··· Source extract
So it is that the many documents describing the vision of Solidarity proclaim the importance of the dignity of each person, appreciation and respect for local cultures, solidarity and accompaniment, empowering and supporting the Sudanese people as they rebuild their lives, reconciliation, as well as promoting mutual understanding to heal past hurts and build right relationships.
In March this year, with the support of Misseo Achen, and in collaboration with Fr Philip Bingo, the national Pastoral Coordinator appointed by the Bishops’ Conference, the pastoral team led a workshop for all the diocesan pastoral teams. Each pastoral team concentrated on the diocesan priorities and elaborated for each a description of the environment and needs, goals, objectives, and developing a plan for the year. A second workshop followed in July and, as part of the 2014 Pastoral Plan, each member of the Solidarity Pastoral Team acts as liaison to the dioceses, so as to enable the team to monitor their individual needs, resources and programmes.
A further area of pastoral team responsibility is offering programmes and coordination in areas such as catechetics, on-going formation of the clergy, peace and reconciliation and the formation of small Christian communities. Sr Annette St Amour IHM from the USA brings special skills in these areas and this year, for the first time, at the specific request of the Bishops, Fr Matthias Christian SVD, from Austria, has joined us to lecture in philosophy at the seminary. Sadly, the philosophy section of the seminary had been closed for two years and we were asked to help re-start it. I believe our pastoral team members can well identify with the words of Teilhard de Chardin SJ who wrote:
The most satisfying thing in life is to have been able to give a large part of oneself to others.
In one of his reports this year, our Pastoral Team Coordinator, Fr Manny Ginete CM, from the Philippines, wrote:
The year 2014 started in “critical” mode, so to speak, for reasons many of us know already, i.e., the political-turned-ethnic conflict that devastated this new country. The diocese of Malakal in particular was severely hit with unimagined atrocities and mayhem.
So it was that 23 priests and six women religious from the Malakal diocese participated in a Trauma-healing Workshop and Retreat for Clergy and Religious of Malakal Diocese, led principally by Solidarity team members, Maryknoll priest, Fr Jim Noonan and SSND Sister, Cathy Arata and by a skilled Holy Spirit sister working in South Sudan, but not as part of our Solidarity team, Sr. Mercy Benson. Later, another in-depth workshop was skilfully led by Paul Boyle, a trauma therapist. The goal was to help the Malakal priests and religious, and a few from other places, deal with their own very harrowing experiences during this conflict and, in turn, for them to be able to help their parishioners and others affected. I find myself thinking of the aptness of the words of Friedrich Nietzsche:
That which does not kill us, makes us stronger.
This year has seen our pastoral team act very much as a crisis response team to help priests and others affected by the crisis. Courtesy of a generous donation from a German congregation, Solidarity has been able to assist priests of the very large diocese of Malakal, that covers the three States most affected by the current conflict, to prepare for, and return for a few weeks at a time, to their ministries. At present, Maryknoll priest and Solidarity member, Fr Mike Bassano, in company with a South Sudanese priest, has been living for the past two weeks, in the UN camp in Malakal. His text message this morning reads:
Last night there were problems in the camp with tear gas and shooting. All is quiet this morning. We walked around the camp accompanying some Shilluk and Dinka women and children to a safer part of the camp. We are safe and pray for peace.
Mike and local priest, Fr Bulus, return to Juba on Monday. Most of the people do not have that option. Our presence brings hope. All we can do is to support them a little and encourage them a lot.
······
··· Given entries
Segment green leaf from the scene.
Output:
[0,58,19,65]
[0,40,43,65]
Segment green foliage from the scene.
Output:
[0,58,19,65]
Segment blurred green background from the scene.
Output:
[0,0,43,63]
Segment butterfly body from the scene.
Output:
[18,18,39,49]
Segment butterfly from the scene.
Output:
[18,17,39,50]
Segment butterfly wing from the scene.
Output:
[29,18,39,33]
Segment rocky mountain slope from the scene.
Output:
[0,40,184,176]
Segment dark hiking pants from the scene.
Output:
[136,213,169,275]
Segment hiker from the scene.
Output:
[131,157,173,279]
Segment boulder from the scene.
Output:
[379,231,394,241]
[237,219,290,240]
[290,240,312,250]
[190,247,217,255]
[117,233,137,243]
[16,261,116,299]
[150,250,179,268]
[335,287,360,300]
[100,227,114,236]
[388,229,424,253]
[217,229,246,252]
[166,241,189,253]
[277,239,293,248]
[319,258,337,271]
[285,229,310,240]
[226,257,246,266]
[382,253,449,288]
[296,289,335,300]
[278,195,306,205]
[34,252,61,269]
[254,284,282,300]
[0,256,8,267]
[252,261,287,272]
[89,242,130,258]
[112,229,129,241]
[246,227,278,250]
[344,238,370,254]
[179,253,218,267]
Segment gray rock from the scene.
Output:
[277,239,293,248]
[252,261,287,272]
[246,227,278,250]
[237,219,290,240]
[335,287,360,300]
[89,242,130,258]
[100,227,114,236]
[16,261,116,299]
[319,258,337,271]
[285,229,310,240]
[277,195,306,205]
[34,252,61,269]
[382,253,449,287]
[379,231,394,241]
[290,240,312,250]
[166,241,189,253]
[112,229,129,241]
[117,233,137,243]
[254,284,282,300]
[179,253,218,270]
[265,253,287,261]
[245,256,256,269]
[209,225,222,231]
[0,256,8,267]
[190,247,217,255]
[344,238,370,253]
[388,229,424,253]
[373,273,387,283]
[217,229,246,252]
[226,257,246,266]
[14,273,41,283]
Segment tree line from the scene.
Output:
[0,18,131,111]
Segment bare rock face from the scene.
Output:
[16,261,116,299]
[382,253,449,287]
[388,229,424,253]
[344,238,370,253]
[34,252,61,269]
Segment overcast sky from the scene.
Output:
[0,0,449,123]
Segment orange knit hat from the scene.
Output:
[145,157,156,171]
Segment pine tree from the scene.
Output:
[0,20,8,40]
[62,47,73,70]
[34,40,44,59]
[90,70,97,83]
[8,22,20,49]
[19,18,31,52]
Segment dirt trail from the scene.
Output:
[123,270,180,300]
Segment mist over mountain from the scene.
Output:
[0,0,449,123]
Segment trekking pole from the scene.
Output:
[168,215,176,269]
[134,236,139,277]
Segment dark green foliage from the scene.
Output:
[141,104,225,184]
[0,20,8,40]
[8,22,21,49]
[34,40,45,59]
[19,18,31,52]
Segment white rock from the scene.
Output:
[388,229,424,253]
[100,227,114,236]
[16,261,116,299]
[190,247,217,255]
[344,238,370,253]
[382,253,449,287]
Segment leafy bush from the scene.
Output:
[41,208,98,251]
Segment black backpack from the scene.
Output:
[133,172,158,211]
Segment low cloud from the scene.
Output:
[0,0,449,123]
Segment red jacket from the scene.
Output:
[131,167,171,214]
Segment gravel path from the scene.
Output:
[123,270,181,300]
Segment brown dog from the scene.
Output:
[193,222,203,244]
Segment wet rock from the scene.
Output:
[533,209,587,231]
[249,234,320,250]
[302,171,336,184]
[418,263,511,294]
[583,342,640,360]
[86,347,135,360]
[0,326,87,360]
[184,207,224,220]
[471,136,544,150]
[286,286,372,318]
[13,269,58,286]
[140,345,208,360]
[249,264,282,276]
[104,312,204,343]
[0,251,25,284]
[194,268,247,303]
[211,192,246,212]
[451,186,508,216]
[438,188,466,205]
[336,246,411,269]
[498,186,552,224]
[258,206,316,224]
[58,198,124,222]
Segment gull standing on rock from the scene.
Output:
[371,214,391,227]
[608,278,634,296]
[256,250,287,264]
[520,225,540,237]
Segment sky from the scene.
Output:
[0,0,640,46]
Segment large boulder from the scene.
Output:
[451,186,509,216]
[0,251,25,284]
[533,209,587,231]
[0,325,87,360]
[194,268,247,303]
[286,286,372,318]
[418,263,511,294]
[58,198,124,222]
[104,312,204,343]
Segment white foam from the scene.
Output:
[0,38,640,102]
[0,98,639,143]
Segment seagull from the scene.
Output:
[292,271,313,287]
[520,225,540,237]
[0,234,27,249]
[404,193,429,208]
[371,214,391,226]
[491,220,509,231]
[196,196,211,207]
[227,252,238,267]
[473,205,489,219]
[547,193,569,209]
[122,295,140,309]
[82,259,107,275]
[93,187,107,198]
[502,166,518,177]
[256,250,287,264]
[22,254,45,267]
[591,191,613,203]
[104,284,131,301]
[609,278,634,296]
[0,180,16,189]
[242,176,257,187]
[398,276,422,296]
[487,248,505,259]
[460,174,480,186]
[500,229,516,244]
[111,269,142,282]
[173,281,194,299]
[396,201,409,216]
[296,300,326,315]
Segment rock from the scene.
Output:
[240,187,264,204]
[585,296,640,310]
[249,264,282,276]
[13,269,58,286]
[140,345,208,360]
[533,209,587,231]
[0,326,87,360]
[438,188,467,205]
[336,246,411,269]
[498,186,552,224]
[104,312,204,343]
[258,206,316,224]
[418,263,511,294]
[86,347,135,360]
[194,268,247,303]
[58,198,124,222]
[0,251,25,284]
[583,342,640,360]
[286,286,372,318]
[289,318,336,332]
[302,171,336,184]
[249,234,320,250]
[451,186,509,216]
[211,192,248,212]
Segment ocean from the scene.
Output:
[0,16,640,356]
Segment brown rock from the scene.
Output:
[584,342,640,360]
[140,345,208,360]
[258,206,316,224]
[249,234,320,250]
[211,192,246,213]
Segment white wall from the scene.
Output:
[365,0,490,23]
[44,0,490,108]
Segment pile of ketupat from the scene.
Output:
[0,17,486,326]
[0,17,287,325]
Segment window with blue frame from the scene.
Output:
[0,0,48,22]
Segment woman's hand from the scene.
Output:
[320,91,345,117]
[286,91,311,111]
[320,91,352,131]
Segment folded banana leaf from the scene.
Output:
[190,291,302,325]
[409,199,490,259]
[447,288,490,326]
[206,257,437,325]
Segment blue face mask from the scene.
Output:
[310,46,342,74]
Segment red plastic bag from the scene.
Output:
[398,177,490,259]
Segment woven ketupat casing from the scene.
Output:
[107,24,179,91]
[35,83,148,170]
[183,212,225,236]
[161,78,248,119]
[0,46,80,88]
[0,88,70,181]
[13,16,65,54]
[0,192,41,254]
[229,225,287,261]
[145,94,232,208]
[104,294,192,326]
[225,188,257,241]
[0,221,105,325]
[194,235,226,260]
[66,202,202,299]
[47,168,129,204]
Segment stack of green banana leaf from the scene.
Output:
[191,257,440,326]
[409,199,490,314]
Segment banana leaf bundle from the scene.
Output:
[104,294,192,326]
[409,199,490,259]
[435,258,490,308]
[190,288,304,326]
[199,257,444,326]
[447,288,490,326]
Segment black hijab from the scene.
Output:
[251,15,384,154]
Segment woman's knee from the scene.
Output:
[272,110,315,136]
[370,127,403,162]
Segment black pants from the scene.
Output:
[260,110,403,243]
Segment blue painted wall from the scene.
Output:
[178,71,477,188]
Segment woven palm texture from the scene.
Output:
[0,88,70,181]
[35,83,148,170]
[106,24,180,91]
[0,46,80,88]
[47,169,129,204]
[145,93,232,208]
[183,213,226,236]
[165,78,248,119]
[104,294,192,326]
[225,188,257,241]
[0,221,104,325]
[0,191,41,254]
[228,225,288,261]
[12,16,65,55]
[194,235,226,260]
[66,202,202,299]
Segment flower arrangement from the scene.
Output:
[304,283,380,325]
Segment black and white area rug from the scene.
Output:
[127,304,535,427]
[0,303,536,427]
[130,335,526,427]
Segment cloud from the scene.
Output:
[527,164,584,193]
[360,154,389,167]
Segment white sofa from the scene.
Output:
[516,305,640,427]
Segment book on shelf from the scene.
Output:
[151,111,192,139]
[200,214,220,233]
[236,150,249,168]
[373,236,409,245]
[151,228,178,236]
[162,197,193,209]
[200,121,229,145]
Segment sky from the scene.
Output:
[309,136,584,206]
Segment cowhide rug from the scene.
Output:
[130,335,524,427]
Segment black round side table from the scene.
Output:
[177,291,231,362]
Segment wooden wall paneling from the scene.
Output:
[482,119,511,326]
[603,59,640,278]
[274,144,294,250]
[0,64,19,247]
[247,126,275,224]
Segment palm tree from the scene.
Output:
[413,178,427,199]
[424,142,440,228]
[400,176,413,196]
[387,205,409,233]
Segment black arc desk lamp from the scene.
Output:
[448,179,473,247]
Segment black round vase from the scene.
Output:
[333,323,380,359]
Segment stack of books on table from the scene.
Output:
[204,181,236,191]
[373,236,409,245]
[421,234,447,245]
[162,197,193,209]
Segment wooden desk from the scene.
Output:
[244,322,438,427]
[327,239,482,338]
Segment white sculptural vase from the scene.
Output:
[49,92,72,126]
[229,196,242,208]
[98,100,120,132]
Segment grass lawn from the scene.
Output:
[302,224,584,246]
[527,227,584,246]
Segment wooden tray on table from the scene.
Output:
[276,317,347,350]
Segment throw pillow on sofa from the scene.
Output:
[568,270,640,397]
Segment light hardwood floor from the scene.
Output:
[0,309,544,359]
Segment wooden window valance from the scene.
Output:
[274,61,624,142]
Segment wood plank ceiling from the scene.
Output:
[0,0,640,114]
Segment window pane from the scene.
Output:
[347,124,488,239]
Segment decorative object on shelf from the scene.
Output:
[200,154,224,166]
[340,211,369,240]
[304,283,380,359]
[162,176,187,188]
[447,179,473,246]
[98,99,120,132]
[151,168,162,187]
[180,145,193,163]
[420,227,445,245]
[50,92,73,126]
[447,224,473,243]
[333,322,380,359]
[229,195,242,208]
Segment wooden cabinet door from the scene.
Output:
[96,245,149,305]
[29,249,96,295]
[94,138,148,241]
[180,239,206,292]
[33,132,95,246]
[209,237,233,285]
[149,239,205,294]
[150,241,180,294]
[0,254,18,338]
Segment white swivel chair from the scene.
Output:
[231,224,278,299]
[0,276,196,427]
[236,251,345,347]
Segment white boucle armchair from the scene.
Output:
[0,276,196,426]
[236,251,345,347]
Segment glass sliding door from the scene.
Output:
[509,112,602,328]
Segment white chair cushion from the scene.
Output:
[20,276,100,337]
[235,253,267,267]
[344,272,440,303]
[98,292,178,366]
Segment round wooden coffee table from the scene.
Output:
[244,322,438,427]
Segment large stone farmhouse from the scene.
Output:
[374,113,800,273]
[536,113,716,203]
······
Write out, word for word, the part of the Solidarity report starting at "A further area" and ending at "oneself to others.".

A further area of pastoral team responsibility is offering programmes and coordination in areas such as catechetics, on-going formation of the clergy, peace and reconciliation and the formation of small Christian communities. Sr Annette St Amour IHM from the USA brings special skills in these areas and this year, for the first time, at the specific request of the Bishops, Fr Matthias Christian SVD, from Austria, has joined us to lecture in philosophy at the seminary. Sadly, the philosophy section of the seminary had been closed for two years and we were asked to help re-start it. I believe our pastoral team members can well identify with the words of Teilhard de Chardin SJ who wrote:
The most satisfying thing in life is to have been able to give a large part of oneself to others.